*** Opening of AVAILABLE DATA ***

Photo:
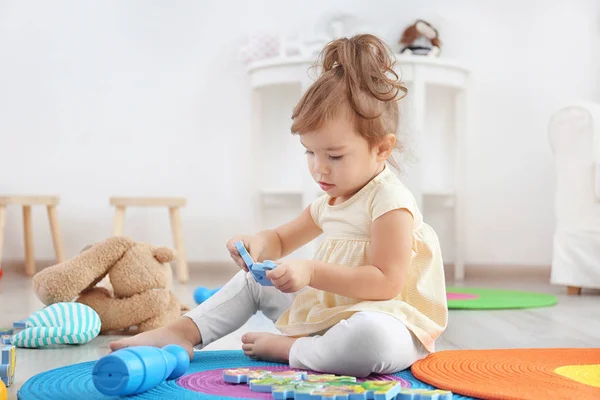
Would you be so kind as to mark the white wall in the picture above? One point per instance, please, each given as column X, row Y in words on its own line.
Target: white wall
column 150, row 98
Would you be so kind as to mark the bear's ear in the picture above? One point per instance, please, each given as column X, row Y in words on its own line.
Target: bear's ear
column 163, row 254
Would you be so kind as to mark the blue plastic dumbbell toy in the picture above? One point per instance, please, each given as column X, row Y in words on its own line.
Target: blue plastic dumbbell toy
column 202, row 294
column 134, row 370
column 258, row 270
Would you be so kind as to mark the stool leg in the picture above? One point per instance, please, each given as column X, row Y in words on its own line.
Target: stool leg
column 56, row 237
column 119, row 220
column 2, row 222
column 28, row 234
column 573, row 290
column 182, row 269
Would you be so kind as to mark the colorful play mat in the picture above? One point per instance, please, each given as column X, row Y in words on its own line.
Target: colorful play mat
column 515, row 374
column 203, row 380
column 489, row 299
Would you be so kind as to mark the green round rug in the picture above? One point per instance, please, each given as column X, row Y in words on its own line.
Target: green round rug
column 490, row 299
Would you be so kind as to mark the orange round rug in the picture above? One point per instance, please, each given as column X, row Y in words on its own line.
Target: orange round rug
column 514, row 373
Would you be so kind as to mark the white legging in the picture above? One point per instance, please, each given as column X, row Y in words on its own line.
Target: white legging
column 365, row 343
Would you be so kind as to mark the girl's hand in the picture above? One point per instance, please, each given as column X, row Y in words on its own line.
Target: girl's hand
column 291, row 275
column 253, row 243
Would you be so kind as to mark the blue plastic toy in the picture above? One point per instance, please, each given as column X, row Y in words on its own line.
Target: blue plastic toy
column 259, row 270
column 134, row 370
column 202, row 294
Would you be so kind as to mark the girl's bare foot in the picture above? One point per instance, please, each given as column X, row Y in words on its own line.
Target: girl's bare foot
column 267, row 346
column 180, row 332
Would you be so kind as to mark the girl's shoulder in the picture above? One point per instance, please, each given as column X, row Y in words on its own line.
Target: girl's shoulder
column 389, row 193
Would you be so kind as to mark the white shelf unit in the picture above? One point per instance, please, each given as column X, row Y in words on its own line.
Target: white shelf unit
column 281, row 81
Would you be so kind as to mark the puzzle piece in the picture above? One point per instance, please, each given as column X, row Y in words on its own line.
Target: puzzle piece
column 258, row 270
column 302, row 386
column 424, row 394
column 376, row 390
column 8, row 364
column 243, row 375
column 266, row 384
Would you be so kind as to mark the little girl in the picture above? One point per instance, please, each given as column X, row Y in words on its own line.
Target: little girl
column 373, row 299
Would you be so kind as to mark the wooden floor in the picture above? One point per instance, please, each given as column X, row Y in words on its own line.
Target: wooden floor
column 573, row 322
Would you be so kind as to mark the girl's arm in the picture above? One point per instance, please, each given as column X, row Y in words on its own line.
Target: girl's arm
column 391, row 253
column 290, row 236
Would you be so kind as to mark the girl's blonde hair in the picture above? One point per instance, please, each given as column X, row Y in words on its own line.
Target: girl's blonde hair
column 358, row 80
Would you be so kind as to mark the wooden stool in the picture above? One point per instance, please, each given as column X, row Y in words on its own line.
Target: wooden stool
column 27, row 201
column 173, row 203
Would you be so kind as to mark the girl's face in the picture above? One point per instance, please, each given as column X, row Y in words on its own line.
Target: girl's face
column 340, row 160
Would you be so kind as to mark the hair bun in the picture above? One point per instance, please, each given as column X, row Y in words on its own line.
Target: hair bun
column 366, row 63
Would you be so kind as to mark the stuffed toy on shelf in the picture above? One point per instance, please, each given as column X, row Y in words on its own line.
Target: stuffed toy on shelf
column 140, row 276
column 420, row 38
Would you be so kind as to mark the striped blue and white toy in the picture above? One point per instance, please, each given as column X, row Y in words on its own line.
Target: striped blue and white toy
column 60, row 323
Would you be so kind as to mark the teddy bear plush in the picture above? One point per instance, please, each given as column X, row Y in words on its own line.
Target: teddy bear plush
column 420, row 38
column 140, row 278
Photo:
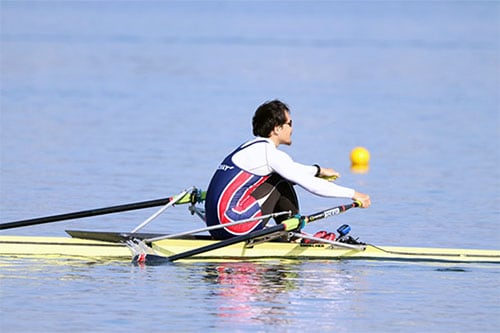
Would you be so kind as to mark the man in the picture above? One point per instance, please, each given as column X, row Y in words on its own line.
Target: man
column 257, row 179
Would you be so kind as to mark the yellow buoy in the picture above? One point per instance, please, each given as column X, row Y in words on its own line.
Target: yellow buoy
column 360, row 156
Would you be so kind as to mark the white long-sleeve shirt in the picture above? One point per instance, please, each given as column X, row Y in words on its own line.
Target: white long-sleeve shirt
column 263, row 158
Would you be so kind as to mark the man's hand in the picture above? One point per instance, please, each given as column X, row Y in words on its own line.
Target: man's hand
column 364, row 199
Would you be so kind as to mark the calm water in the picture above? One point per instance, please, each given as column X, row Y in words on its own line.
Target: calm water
column 105, row 103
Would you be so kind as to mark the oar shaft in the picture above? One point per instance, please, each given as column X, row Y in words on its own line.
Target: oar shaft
column 85, row 213
column 331, row 212
column 95, row 212
column 214, row 227
column 227, row 242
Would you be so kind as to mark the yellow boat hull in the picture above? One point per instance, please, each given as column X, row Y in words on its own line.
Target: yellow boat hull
column 281, row 250
column 21, row 246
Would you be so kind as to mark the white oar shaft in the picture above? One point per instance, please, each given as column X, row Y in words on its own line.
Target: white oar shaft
column 161, row 210
column 219, row 226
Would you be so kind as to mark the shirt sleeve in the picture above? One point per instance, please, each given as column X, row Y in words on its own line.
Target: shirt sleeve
column 303, row 175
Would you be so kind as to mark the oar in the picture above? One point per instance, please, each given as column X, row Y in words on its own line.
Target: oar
column 294, row 223
column 187, row 198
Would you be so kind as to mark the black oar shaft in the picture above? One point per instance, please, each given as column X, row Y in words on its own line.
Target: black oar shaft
column 331, row 212
column 227, row 242
column 86, row 213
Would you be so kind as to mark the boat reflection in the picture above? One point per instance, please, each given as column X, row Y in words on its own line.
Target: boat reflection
column 259, row 293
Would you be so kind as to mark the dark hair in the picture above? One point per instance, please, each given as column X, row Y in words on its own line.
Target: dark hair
column 268, row 116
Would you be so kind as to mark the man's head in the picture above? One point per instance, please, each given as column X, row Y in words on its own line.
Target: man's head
column 272, row 120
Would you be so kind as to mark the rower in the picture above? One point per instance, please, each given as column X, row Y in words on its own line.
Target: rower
column 258, row 179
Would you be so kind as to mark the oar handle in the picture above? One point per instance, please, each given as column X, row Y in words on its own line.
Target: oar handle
column 331, row 212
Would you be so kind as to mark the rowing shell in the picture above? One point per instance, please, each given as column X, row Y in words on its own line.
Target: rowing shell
column 22, row 246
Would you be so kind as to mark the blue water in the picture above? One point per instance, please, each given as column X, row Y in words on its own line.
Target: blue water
column 104, row 103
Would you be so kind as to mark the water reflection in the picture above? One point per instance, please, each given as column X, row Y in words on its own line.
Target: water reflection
column 273, row 293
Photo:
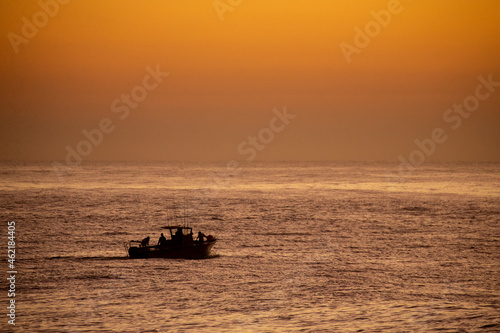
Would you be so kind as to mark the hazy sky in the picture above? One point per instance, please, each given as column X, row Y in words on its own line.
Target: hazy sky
column 355, row 96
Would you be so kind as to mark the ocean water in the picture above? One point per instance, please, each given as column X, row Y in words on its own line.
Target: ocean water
column 303, row 247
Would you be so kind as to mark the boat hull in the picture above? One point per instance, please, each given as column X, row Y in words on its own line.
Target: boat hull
column 194, row 251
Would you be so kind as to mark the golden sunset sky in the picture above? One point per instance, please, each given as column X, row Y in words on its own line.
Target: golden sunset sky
column 227, row 75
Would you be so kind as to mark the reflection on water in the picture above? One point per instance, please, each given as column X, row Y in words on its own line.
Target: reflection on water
column 315, row 247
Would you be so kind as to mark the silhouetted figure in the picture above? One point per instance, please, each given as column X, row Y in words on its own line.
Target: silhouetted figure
column 145, row 242
column 162, row 241
column 178, row 236
column 201, row 236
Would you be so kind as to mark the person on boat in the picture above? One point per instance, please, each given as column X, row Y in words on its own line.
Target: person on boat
column 162, row 241
column 145, row 242
column 178, row 236
column 201, row 236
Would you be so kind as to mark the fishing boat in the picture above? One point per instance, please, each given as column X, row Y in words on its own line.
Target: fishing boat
column 180, row 245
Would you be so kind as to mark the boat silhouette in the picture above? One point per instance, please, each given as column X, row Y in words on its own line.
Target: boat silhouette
column 180, row 245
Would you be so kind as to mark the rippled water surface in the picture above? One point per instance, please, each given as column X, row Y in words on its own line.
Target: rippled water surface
column 309, row 247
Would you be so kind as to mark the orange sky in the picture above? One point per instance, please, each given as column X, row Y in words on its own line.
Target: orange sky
column 226, row 76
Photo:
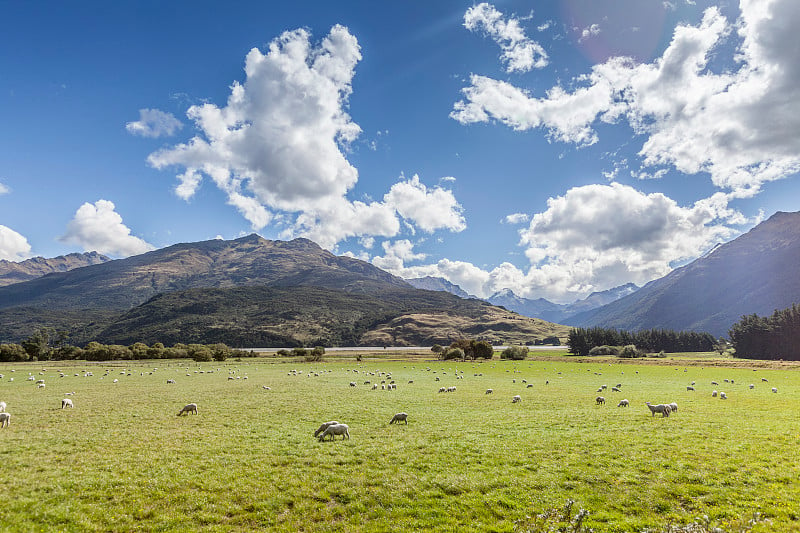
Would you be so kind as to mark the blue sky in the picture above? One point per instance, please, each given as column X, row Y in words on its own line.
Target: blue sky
column 554, row 148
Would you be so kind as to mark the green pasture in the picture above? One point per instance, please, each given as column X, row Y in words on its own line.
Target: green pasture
column 467, row 461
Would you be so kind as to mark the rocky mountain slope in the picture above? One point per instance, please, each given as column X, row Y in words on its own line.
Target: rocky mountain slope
column 12, row 272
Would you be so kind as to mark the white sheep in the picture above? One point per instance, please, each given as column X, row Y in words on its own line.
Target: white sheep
column 190, row 408
column 324, row 426
column 336, row 429
column 400, row 417
column 660, row 408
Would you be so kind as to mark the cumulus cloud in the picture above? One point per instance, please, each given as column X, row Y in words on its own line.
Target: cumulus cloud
column 278, row 149
column 13, row 246
column 520, row 53
column 98, row 227
column 154, row 123
column 397, row 253
column 596, row 237
column 589, row 31
column 741, row 126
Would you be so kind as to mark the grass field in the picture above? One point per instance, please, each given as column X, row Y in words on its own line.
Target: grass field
column 467, row 461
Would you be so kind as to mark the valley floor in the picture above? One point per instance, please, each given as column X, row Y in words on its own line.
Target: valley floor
column 121, row 460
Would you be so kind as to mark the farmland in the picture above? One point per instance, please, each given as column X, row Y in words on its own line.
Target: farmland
column 122, row 460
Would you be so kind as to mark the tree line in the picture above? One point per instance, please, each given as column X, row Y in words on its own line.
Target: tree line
column 581, row 341
column 773, row 337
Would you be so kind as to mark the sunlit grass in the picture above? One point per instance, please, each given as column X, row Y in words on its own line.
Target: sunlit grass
column 121, row 459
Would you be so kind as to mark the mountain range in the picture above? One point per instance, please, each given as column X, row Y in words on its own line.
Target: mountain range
column 250, row 292
column 12, row 272
column 754, row 273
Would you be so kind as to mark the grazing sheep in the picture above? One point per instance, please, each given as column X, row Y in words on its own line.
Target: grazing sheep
column 400, row 417
column 325, row 426
column 660, row 408
column 190, row 408
column 336, row 429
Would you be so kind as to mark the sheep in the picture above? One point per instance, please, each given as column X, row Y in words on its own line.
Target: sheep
column 336, row 429
column 400, row 417
column 325, row 426
column 660, row 408
column 189, row 408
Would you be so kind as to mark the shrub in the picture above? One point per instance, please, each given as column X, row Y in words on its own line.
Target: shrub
column 604, row 350
column 515, row 353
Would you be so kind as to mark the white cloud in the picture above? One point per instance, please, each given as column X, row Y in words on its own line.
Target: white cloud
column 98, row 227
column 154, row 123
column 590, row 31
column 516, row 218
column 429, row 209
column 519, row 52
column 742, row 126
column 13, row 246
column 278, row 148
column 593, row 238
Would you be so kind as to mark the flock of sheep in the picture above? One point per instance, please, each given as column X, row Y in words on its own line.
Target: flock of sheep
column 333, row 428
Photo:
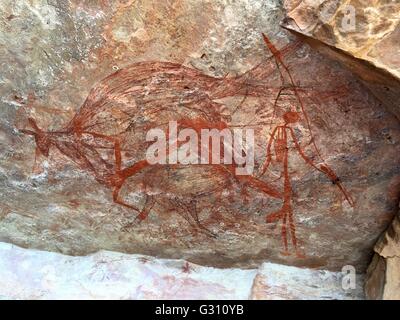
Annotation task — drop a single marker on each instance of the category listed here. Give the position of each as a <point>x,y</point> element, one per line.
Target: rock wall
<point>363,35</point>
<point>79,78</point>
<point>32,274</point>
<point>383,274</point>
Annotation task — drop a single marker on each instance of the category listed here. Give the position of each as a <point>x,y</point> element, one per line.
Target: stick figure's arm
<point>268,157</point>
<point>324,169</point>
<point>302,154</point>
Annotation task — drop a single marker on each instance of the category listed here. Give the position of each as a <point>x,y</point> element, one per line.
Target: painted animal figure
<point>106,137</point>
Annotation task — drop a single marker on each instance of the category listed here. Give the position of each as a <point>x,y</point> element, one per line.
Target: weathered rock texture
<point>32,274</point>
<point>383,274</point>
<point>366,34</point>
<point>278,282</point>
<point>342,177</point>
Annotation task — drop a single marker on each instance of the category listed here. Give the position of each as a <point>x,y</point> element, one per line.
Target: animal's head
<point>43,139</point>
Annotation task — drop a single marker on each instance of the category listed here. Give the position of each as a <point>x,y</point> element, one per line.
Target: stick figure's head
<point>42,138</point>
<point>291,117</point>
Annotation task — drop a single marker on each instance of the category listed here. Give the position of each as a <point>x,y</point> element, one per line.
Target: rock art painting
<point>106,136</point>
<point>108,143</point>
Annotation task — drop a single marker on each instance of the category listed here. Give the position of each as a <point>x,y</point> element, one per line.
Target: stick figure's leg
<point>148,205</point>
<point>273,217</point>
<point>284,233</point>
<point>292,228</point>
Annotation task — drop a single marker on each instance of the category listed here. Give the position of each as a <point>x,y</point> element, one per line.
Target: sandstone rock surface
<point>33,274</point>
<point>54,52</point>
<point>383,274</point>
<point>363,35</point>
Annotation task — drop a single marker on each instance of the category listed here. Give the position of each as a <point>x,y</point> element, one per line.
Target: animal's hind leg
<point>117,199</point>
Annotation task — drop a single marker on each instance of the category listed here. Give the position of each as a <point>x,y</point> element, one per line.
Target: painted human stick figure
<point>278,145</point>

*** Close of AVAILABLE DATA ***

> _TASK DETAILS_
Because only one stretch of the records is wanted, please output the lines from the one holding "Target: boat reflection" through the one holding "Would you be so kind as to mark the hazy" exactly, both included, and leave every picture out.

> _EXERCISE RESPONSE_
Target: boat reflection
column 259, row 293
Would you be so kind as to mark the dark hair in the picture above? One point per instance, please, each given as column X, row Y in words on its own line.
Target: dark hair
column 268, row 116
Would you be so kind as to mark the man's head in the picture above? One point per instance, please, each given as column X, row Y in words on its own line.
Target: man's head
column 272, row 120
Would you be so kind as to mark the rower in the picture above? One point per instance, please, each given as column X, row Y in words on its own line.
Target: rower
column 258, row 179
Would you be so kind as to mark the oar handle in the picture above? One point per instance, please, each given as column X, row Y in words on its own line.
Target: oar handle
column 331, row 212
Would you be so kind as to mark the rowing shell in the picture above? One point per instance, please, each given as column X, row Y in words on its own line.
Target: rowing shell
column 22, row 246
Would you be so kind as to mark the blue water in the picture above? One point per instance, please, each given as column X, row Y in words on its own line.
Target: blue water
column 104, row 103
Would you be so kind as to mark the water reflection in the picture above? One point per instance, please, each given as column X, row Y in words on its own line.
Target: water reflection
column 273, row 293
Photo:
Would you be so kind as to mark the hazy sky in the picture above? One point per instance, please, each given as column X, row Y in words on its own line.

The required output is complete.